*RECORDED INFORMATION*.
++++++++++++++++++++
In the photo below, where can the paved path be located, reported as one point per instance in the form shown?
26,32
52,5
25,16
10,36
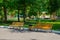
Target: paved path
7,34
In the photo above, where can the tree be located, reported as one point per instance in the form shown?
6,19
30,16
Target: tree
53,7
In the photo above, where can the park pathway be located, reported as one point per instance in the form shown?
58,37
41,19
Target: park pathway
7,34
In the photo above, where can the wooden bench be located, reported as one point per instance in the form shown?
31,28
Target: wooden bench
45,26
17,25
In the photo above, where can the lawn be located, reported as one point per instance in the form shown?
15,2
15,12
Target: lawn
56,25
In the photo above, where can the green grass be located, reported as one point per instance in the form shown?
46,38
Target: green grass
56,25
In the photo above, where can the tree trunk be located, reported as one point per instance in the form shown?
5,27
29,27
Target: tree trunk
53,16
18,16
5,14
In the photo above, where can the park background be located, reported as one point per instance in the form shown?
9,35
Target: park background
30,12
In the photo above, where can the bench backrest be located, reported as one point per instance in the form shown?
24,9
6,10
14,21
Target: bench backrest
18,23
43,26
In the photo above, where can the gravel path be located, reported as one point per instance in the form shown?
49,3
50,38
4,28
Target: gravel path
7,34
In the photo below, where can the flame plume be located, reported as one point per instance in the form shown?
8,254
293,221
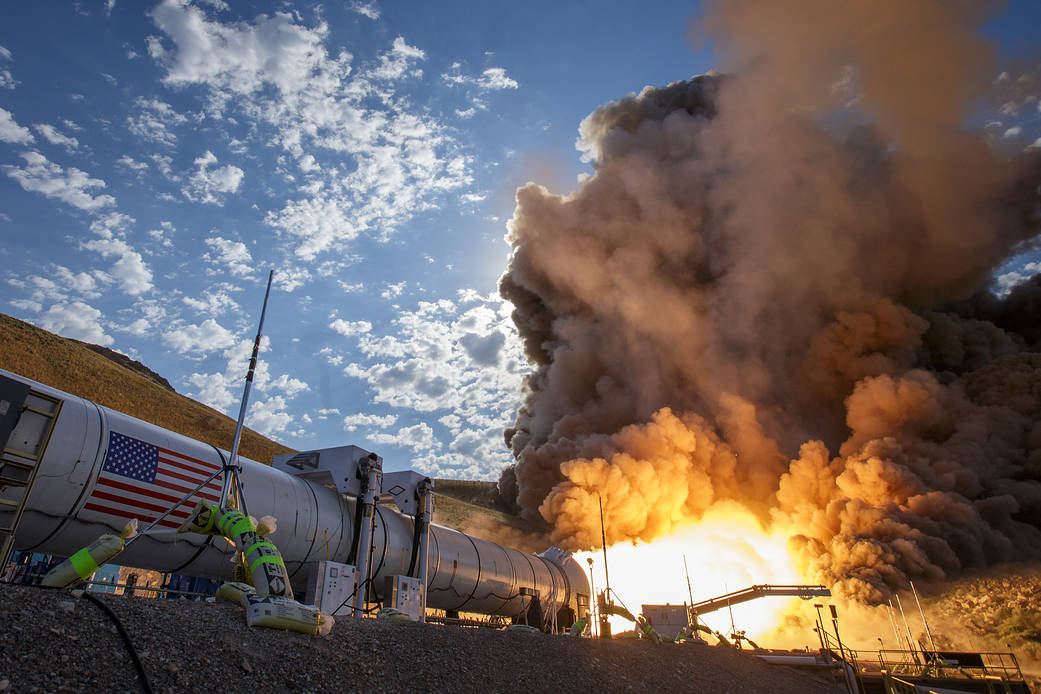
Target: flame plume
772,292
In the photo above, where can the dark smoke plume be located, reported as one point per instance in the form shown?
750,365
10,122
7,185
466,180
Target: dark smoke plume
773,290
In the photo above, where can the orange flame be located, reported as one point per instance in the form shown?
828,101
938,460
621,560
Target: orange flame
728,549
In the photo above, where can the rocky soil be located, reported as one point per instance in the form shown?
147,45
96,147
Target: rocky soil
53,642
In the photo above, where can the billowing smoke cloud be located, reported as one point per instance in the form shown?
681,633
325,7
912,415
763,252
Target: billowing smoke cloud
773,290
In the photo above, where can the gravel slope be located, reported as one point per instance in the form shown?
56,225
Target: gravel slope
52,642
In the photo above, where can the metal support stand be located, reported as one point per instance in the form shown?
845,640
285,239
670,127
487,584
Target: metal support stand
371,469
426,513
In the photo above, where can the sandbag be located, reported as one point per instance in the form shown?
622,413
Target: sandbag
394,614
90,559
525,628
263,563
275,612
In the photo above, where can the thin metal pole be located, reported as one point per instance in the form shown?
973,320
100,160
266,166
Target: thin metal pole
923,621
914,651
233,460
603,538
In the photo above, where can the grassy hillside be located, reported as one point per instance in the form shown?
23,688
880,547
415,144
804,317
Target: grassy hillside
122,385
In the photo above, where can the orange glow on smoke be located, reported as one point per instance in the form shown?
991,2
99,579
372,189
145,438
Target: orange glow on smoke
727,550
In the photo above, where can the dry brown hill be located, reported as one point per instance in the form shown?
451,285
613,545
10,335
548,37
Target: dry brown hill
118,382
121,383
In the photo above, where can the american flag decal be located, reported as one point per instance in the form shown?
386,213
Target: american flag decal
141,480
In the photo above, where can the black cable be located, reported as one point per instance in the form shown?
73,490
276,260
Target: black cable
145,684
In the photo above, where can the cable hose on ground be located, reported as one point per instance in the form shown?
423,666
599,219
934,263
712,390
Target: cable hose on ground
145,684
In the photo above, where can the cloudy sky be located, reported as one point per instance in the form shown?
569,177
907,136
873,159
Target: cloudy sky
157,159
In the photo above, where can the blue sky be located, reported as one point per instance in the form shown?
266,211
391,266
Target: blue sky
157,158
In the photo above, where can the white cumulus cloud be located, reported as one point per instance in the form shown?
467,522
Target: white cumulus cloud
199,339
70,185
207,185
11,131
76,319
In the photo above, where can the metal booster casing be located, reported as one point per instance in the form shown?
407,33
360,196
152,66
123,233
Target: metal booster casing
87,483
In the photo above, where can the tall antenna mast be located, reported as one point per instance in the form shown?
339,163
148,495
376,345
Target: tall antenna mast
233,460
603,538
689,591
730,606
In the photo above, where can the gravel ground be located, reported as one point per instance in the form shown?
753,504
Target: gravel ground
53,642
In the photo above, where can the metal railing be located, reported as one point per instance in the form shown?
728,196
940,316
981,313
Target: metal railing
128,589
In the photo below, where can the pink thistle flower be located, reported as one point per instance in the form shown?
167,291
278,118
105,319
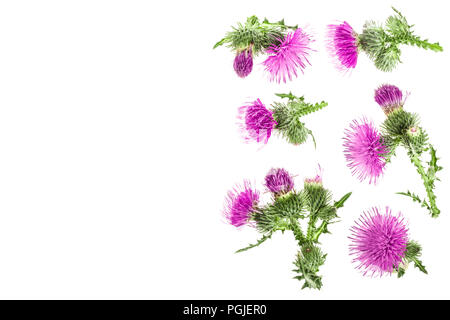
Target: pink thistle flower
342,44
279,181
240,203
243,63
289,55
378,241
256,121
389,97
364,150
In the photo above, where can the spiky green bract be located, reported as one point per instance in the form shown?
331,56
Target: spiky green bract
285,213
258,34
382,44
309,259
288,114
281,214
412,254
402,128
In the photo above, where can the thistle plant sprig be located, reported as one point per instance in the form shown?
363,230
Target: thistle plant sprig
257,122
260,34
287,47
368,151
380,43
402,128
306,213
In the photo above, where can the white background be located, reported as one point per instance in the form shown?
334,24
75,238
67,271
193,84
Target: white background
118,143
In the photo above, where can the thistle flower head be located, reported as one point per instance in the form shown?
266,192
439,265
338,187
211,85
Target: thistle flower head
243,62
256,122
364,150
389,97
342,44
289,55
240,203
379,241
279,181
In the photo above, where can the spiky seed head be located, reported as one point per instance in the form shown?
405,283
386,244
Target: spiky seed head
243,62
389,97
256,122
365,150
342,45
378,241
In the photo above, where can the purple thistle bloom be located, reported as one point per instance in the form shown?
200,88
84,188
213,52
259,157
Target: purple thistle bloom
++++++++++++++++++++
*GIVEN REQUEST*. Exact duplication of all the records is required; pictures are omitted from the copy.

*TASK RESPONSE*.
In the photo below, where can the paved path be located, reported as one point per instance in the form shown?
26,32
52,5
25,16
10,36
Target: paved path
7,34
In the photo above, where can the tree be located, reported as one point per instance in the form shown?
6,19
30,16
Target: tree
53,7
In the photo above, where can the park pathway be located, reported as one point per instance in the form shown?
58,37
41,19
Target: park pathway
7,34
In the photo above, where can the wooden bench be located, reported as one point per instance in the form shown?
31,28
Target: wooden bench
45,26
17,25
In the photo above, where can the lawn be located, reported as one point per instance in the form shown?
15,2
15,12
Target: lawn
56,25
In the photo above, where can the green grass be located, reported as one point per instance in the form shown?
46,38
Target: green grass
56,25
In the photo above, where can the tree trunk be located, reported as one point per instance in the form shown?
5,27
29,27
Target: tree trunk
53,16
18,16
5,14
In the photo above, where can the park background be located, reported as one point per instance in the form shown?
9,35
Target: park background
30,12
In the photo above, where can the bench backrest be located, reported as one point per instance in the form shown?
24,9
6,10
14,21
Target: bench backrest
18,23
43,26
In the photo above, where can the gravel path be located, reported as one point per instance in the form shown?
49,3
50,38
4,28
Target: gravel path
7,34
In the photo below, where can the flame plume be located, reported as one point per instance in the form shown?
8,254
293,221
Target: flame plume
772,292
In the photo above, where can the dark smoke plume be located, reported as one point per instance in the form shown?
750,365
10,122
7,185
466,180
Target: dark smoke plume
773,290
In the photo above, where can the orange flame be located, reported as one point per instance in the form shown?
828,101
938,460
621,560
Target: orange flame
728,549
In the photo above, where can the rocky soil be located, reported as one point per instance in the form shown?
147,45
96,147
Target: rocky soil
53,642
In the photo above, where can the billowing smoke cloud be located, reported as one point per instance in the form shown?
681,633
325,7
912,415
763,252
Target: billowing smoke cloud
773,290
In the photo above, where can the gravel slope be located, reported as one point per instance in the form shown?
56,225
Target: gravel slope
52,642
In the photo above, where can the metal support stand be located, reported as one point per instance in the form shown?
845,640
285,239
670,127
487,584
Target: metal support stand
371,469
426,513
In the photo above, where can the sandbag be located, reported as one point per instance in the form shown?
622,413
Target: sandbag
394,614
90,559
525,628
263,563
275,612
In the photo above, where can the thin metal pole be located, reported as one point per instance in the form shown?
973,320
100,160
266,166
Target: thin metal pole
923,621
914,651
233,460
603,538
In the photo above, where can the grassy hillside be located, reported as one point per instance in the form shown?
23,688
880,547
415,144
804,317
Target: grassy hillside
122,385
In the photo above, where can the orange glow on smoke be located, reported as one point per instance in the form shown?
991,2
99,579
372,189
145,438
Target: orange glow on smoke
727,550
In the photo above, where can the dry brown hill be located, reported as one point per instance in the form shown?
451,285
613,545
10,335
548,37
Target: dry brown hill
118,382
121,383
In the photo above, where can the american flag decal be located, reported as one point per instance in the form shown?
386,213
Target: american flag decal
141,480
In the photo above, where can the black cable be located, reported as one point per instance in the form shown?
73,490
276,260
Target: black cable
145,684
In the photo above, where can the cable hose on ground be located, reported as one point per instance in the form shown?
423,666
599,219
934,263
712,390
Target: cable hose on ground
145,684
In the photo above, where can the cloudy sky be located, reported as one point per instance in the form shown?
569,177
907,136
873,159
Target: cloudy sky
157,159
In the photo above, where can the blue sky be located, reported as one point per instance in the form shown?
266,211
391,266
Target: blue sky
157,158
In the photo above, where can the white cumulus cloud be located, reported as one point per instance in the form shown?
467,522
Target: white cumulus cloud
199,339
70,185
207,185
11,131
76,319
In the photo above, where can the metal booster casing be located, reported as one point per instance in the form shown?
407,33
360,196
152,66
123,233
Target: metal booster casing
87,483
In the photo above, where can the tall antenna mast be located, reported as one point per instance in the form shown?
339,163
148,495
376,345
Target: tall antenna mast
233,460
603,538
689,591
730,606
In the photo above, where can the gravel ground be located, reported as one point per instance in the form shown?
753,504
Target: gravel ground
53,642
In the photo above, where can the metal railing be located, reported as one point per instance in the form shown?
728,196
940,316
981,313
Target: metal railing
128,589
In the photo below, where can the pink thistle flower be located, reported as one point per instance in the form shown?
167,291
278,118
105,319
Target: pink thistle flower
342,44
279,181
240,203
243,63
289,55
378,241
256,121
389,97
364,150
In the photo above, where can the spiky green bract be located, reported as one point per instance in the form shown?
331,56
Target: spiky green bract
285,213
258,34
382,44
309,259
288,114
281,214
412,254
402,128
In the photo above, where can the thistle plant sprig be located, reported as one point per instance in the form shown?
363,230
Target: thistle plant sprig
257,122
260,34
287,47
368,151
380,43
402,128
306,213
In the photo above, where can the white background be located, reported as one point per instance in the form shown?
334,24
75,238
67,271
193,84
Target: white background
118,143
In the photo above, where can the thistle flower head be located, reported as one point per instance in the form shown?
266,192
439,265
338,187
211,85
Target: thistle flower head
243,62
256,122
364,150
389,97
342,44
289,55
240,203
379,241
279,181
In the photo above, where can the spiky seed head be located, reported as one point per instance in the form shown?
405,283
386,244
Target: spiky seed head
243,62
389,97
256,122
365,150
342,45
378,241
In the photo above, where can the purple thistle bloom be located, reported as one point per instance in the form shown?
200,88
84,188
213,52
259,157
Target: purple thistle bloom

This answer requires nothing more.